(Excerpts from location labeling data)
↓
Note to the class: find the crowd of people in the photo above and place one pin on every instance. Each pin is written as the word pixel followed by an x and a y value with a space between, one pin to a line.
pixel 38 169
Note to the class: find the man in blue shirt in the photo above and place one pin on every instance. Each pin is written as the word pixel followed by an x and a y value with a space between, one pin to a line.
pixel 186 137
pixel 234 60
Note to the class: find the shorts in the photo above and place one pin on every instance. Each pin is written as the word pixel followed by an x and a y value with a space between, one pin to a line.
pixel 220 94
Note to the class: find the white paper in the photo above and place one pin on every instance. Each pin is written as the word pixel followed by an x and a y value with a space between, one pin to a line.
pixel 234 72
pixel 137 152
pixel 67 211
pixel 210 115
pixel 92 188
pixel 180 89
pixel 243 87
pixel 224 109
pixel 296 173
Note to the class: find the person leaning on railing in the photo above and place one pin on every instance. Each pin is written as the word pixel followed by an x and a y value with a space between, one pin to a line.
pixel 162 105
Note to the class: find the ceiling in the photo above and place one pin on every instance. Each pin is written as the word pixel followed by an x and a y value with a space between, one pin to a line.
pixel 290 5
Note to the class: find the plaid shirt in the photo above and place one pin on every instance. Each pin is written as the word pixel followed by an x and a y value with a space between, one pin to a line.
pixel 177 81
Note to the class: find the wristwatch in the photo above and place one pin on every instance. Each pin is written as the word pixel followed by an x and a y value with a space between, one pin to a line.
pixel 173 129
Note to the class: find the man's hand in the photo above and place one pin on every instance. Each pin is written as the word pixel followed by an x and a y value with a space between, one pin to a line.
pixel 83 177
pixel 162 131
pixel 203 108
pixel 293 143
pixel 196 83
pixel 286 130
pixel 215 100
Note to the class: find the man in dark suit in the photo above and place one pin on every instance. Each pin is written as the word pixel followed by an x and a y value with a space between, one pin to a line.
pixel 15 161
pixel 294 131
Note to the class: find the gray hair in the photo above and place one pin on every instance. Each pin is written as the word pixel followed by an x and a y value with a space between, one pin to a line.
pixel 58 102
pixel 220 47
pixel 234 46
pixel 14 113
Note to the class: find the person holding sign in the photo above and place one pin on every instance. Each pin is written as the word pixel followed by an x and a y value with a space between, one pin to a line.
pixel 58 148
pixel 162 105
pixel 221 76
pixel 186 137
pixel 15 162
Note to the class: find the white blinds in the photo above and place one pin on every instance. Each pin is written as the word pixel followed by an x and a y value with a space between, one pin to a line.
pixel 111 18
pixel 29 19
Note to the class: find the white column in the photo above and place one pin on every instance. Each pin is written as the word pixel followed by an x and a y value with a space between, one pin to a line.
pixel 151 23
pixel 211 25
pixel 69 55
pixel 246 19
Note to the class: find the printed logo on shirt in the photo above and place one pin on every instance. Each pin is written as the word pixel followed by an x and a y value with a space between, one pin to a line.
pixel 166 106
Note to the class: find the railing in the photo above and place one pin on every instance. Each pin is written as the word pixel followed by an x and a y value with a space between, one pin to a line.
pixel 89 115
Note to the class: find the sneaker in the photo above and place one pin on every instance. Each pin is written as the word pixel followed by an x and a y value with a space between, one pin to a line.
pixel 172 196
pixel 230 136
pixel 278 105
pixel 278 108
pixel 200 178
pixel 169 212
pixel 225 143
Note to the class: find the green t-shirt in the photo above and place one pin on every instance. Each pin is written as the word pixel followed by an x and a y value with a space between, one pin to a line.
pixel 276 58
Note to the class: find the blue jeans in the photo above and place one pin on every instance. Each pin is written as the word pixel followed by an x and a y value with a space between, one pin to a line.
↑
Aim
Render every line of the listing above as a Markdown table with the columns Row and Text, numbering the lines in order and leaving out any blank lines.

Written solution
| Row | Text |
|---|---|
| 1 | Note to the class: find the crowd of people in the photo above and place one pin on every instance. Each pin is written as the word pixel followed by an x and a y value with a space between, one pin to a line. |
| 2 | pixel 38 169 |
| 3 | Note to the class: find the man in blue shirt in the photo above and place one pin on every instance. Each pin is written as the word pixel followed by an x and a y value with a space between, one pin to a line. |
| 4 | pixel 186 137 |
| 5 | pixel 234 60 |
| 6 | Note to the class: find the shorts in the photo above and place one pin on every instance. Each pin is written as the word pixel followed by an x and a y value with a space between, one pin to a line. |
| 7 | pixel 220 94 |
| 8 | Note to the class: find the white paper in the photo above and place one pin on every instance. Each pin is written as the word pixel followed by an x and a y value with a space between, one pin to a line. |
| 9 | pixel 234 72 |
| 10 | pixel 137 152 |
| 11 | pixel 67 211 |
| 12 | pixel 210 115 |
| 13 | pixel 92 188 |
| 14 | pixel 180 89 |
| 15 | pixel 243 87 |
| 16 | pixel 224 109 |
| 17 | pixel 296 173 |
| 18 | Note to the class: find the person leaning on railing in the photo above and place one pin on every instance. Each pin is written as the word pixel followed by an x and a y value with a space between, one pin to a line. |
| 19 | pixel 162 105 |
| 20 | Note to the class: find the ceiling in the photo above and place one pin on every instance. Each pin is written as the word pixel followed by an x and a y value with a space between, one pin to a line. |
| 21 | pixel 290 5 |
| 22 | Note to the class: find the plaid shirt in the photo above and place one pin on every instance. Each pin is written as the word pixel followed by an x and a y value with a space between, one pin to a line. |
| 23 | pixel 177 81 |
| 24 | Note to the class: find the wristwatch in the photo above and place one pin on every instance. Each pin is written as the word pixel followed by an x and a y value with a space between, one pin to a line. |
| 25 | pixel 173 129 |
| 26 | Note to the class: find the man's hand in the photo above and place one pin on every instance. Each pin is written as the word pixel followed by an x and a y value with a space between, one pin to a line. |
| 27 | pixel 83 177 |
| 28 | pixel 162 131 |
| 29 | pixel 203 108 |
| 30 | pixel 293 143 |
| 31 | pixel 196 83 |
| 32 | pixel 286 130 |
| 33 | pixel 215 100 |
| 34 | Note to the class: find the man in dark suit in the photo above and place one pin on every instance. Each pin is written as the word pixel followed by an x and a y value with a space between, one pin to a line. |
| 35 | pixel 15 161 |
| 36 | pixel 294 131 |
| 37 | Note to the class: find the gray hair in the photo above and place one pin on every instance. Each pin is written as the word pixel followed by an x and a y value with a space between, one pin to a line. |
| 38 | pixel 58 102 |
| 39 | pixel 220 47 |
| 40 | pixel 234 46 |
| 41 | pixel 14 113 |
| 42 | Note to the class: find the person holding sign in the photo above and place one pin on every instance. Each pin is written as the word pixel followed by an x and a y value with a space between, one pin to a line. |
| 43 | pixel 58 148 |
| 44 | pixel 162 105 |
| 45 | pixel 221 76 |
| 46 | pixel 186 137 |
| 47 | pixel 15 162 |
| 48 | Note to the class: find the white blinds in the photo above and place one pin on every instance. Each pin is written as the word pixel followed by an x and a y value with a space between, one pin to a line. |
| 49 | pixel 111 18 |
| 50 | pixel 29 19 |
| 51 | Note to the class: find the white column in the photo above and place one pin on every instance. Each pin is written as the word pixel followed by an x and a y value with a space between, one pin to a line. |
| 52 | pixel 151 23 |
| 53 | pixel 211 25 |
| 54 | pixel 69 55 |
| 55 | pixel 246 19 |
| 56 | Note to the class: find the printed logo on shirt in the photo above and place one pin on every instance. Each pin is written as the word pixel followed by an x and a y value with a space between, one pin to a line. |
| 57 | pixel 166 106 |
| 58 | Note to the class: find the railing in the photo above and place one pin on every instance. Each pin is written as the word pixel followed by an x and a y value with a space between, one pin to a line. |
| 59 | pixel 89 115 |
| 60 | Note to the class: find the sneaker in the photo above and place one pin on every instance. Each pin is written as the word pixel followed by an x and a y value with a space between, one pin to a line. |
| 61 | pixel 172 196 |
| 62 | pixel 230 136 |
| 63 | pixel 278 105 |
| 64 | pixel 278 108 |
| 65 | pixel 200 178 |
| 66 | pixel 169 212 |
| 67 | pixel 225 143 |
| 68 | Note to the class: find the green t-shirt in the photo above and place one pin on every instance. Each pin is written as the word pixel followed by an x and a y value with a space between, one pin to a line. |
| 69 | pixel 276 58 |
| 70 | Note to the class: find the blue jeans in the photo above and place one pin on every instance. Each pin is written as the word pixel followed by an x and a y value with a space between, one pin to a line. |